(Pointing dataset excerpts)
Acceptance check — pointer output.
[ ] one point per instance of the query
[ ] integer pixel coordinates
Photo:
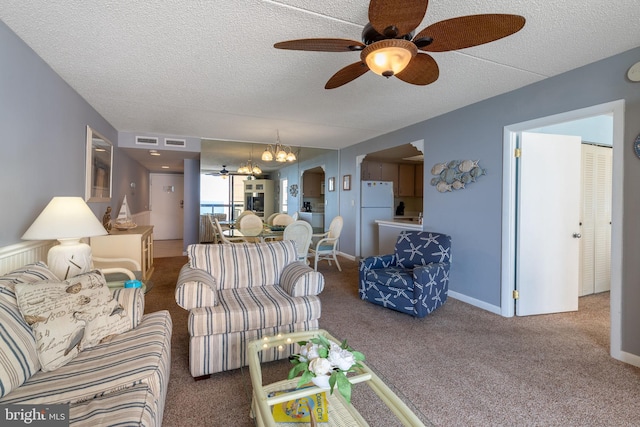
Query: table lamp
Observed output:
(67, 219)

● **PROBLEM DESCRIPTION**: Print all of the data above again, line for line, but leave the pictures out.

● **OUTPUT BELOW**:
Acceptance check — pointer output.
[ ] one point per instance of the query
[ ] integer pixel coordinates
Photo:
Query: table lamp
Observed output:
(67, 219)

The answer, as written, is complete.